• **WHAT IS BEING ASKED**
Reproduce the lines from the first one through the line containing "73, 254, 117, 282", keeping the requests unchanged and shifting every bounding-box coordinate in the answers by adding -57 to it.

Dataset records
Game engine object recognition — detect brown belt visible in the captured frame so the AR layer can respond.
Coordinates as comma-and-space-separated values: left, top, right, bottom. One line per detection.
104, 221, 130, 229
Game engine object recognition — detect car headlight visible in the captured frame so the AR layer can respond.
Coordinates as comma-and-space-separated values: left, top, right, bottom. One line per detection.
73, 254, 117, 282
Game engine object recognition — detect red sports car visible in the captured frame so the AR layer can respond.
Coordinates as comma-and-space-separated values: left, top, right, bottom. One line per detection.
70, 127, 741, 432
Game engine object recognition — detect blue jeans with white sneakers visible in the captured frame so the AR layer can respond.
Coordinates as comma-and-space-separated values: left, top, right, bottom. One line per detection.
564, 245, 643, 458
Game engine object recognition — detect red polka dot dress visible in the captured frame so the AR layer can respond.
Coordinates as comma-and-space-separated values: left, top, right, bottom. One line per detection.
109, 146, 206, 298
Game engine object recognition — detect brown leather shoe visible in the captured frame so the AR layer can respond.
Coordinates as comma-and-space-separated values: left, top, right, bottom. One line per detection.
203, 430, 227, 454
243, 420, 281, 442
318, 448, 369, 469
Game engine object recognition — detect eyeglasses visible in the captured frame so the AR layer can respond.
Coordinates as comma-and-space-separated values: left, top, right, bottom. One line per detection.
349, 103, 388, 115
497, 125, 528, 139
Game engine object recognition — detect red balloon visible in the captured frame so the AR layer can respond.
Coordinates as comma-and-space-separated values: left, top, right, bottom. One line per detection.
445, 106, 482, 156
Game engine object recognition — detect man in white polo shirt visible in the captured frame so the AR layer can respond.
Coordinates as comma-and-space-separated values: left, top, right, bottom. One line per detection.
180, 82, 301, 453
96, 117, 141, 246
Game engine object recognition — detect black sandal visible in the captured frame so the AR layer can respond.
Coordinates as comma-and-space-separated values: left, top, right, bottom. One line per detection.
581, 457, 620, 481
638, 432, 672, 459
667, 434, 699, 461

• **RESULT OF THE TASK**
Game engine object recognition — detect brown belt visible in the captured frame so the AR layer can respond.
Coordinates as comma-and-space-separated values: left, top, right, bottom. One line per detection.
47, 164, 73, 172
Game engine object recognition — detect car headlight visible in the captured frame so the AR layer can respond.
Coordinates as comma-and-space-separated values: left, top, right, bottom. One line per detection.
16, 197, 60, 225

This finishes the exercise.